What you need to do: Return all the lines below, exactly as they read.
+++ Records for the task
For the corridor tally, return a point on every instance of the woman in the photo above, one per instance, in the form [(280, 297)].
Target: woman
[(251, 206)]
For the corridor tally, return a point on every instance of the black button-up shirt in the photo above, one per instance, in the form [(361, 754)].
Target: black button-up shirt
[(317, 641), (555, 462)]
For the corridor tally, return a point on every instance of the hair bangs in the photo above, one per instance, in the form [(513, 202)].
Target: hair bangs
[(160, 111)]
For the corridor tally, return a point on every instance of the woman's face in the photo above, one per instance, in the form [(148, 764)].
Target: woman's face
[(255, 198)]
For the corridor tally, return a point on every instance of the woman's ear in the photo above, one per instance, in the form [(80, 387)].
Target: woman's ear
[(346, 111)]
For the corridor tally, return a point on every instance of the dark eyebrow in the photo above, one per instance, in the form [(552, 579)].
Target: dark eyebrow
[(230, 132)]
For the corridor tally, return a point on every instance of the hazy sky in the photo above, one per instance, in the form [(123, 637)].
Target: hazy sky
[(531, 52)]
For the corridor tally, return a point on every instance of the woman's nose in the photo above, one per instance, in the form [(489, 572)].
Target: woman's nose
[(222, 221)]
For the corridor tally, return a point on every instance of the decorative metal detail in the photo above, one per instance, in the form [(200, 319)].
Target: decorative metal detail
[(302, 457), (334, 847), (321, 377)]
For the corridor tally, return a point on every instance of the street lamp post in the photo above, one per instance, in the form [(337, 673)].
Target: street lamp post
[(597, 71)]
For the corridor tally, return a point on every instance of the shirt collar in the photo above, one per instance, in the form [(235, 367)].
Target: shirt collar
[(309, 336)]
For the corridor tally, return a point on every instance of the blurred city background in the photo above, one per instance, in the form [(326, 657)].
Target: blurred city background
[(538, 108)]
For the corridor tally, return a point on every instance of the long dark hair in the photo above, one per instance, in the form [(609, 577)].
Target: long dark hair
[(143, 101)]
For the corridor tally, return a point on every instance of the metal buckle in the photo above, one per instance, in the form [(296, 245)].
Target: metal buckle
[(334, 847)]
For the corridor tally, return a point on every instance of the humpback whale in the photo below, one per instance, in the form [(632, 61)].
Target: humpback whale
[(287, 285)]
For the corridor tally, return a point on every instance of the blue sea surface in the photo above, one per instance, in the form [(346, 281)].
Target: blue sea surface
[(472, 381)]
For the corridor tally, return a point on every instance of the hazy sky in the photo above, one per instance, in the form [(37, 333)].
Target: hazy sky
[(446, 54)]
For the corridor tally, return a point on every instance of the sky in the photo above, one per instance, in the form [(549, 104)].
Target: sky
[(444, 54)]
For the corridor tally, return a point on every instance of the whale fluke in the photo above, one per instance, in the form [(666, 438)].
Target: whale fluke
++++++
Exercise answer:
For the corridor tally, return a point on every instance of the woman in the photo above, one per instance, in the form [(280, 297)].
Target: woman
[(251, 206)]
For the corridor tally, return a point on every instance of the black button-up shirt in the photo above, one per instance, in the form [(361, 754)].
Target: black button-up shirt
[(317, 641), (555, 462)]
For the corridor tally, return a point on every instance of the hair bangs in the photo above, one per instance, in the form [(513, 202)].
Target: hair bangs
[(160, 111)]
For the corridor tally, return a point on every instance of the woman's face in the photo above, one per instance, in the form [(148, 764)].
Target: woman's face
[(255, 198)]
For the corridor tally, return a point on every instance of the woman's ear in the photo above, one per instance, in the form [(80, 387)].
Target: woman's ear
[(346, 111)]
For the corridor tally, return a point on every instance of the dark eyebrow in the photo above, one per instance, in the form [(552, 579)].
Target: dark eyebrow
[(230, 132)]
For the corridor tally, return a point on every instance of the hazy sky in the photo above, one per instance, in the form [(123, 637)].
Target: hazy sky
[(531, 52)]
For the corridor tally, return a point on every instance of the woman's nose in the photo above, one per instance, in the form [(489, 572)].
Target: woman's nose
[(222, 221)]
For the corridor tally, return a point on every instance of the decorative metal detail in the photo above, one per instance, in the form [(200, 319)].
Target: decorative metal detail
[(302, 457), (334, 847), (321, 377)]
For the corridor tally, return a point on every instance of the street lamp post in the photo above, one per instance, in the form [(337, 673)].
Target: street lamp post
[(597, 71)]
For the corridor tally, return a point on every instance of the shirt collar in the photo above, one per instance, in the form [(235, 367)].
Target: shirt collar
[(309, 336)]
For the corridor tally, return a point on every instance of the blurred city background in the photo above, one per instance, in the form [(326, 657)].
Target: blurred city background
[(538, 108)]
For the corridor tally, return a point on every instance of the long dark hair in the photo above, one per instance, in the form [(609, 577)].
Target: long dark hair
[(143, 101)]
For the corridor tally, return a point on every instance of the metal buckle in the photo above, one per instance, in the form [(296, 245)].
Target: metal buckle
[(334, 847)]
For the corridor tally, return a point on every instance of the humpback whale in the photo below, one per instance, in the form [(632, 61)].
Target: humpback whale
[(287, 285)]
For the corridor tally, return a point on every instance of the blue sea surface in the photo above, one per instance, in the form [(346, 281)].
Target: blue sea surface
[(472, 381)]
For the corridor tally, return a point on every instance of the hazy sky in the photo above, one per instance, in the form [(37, 333)].
Target: hazy sky
[(446, 54)]
For the corridor tally, return a point on every instance of the sky in the photo above, one per instance, in the form [(549, 104)].
Target: sky
[(444, 54)]
For the corridor tally, return a point on every instance of the whale fluke in the photo above, one per instance, in the form [(666, 438)].
Target: whale fluke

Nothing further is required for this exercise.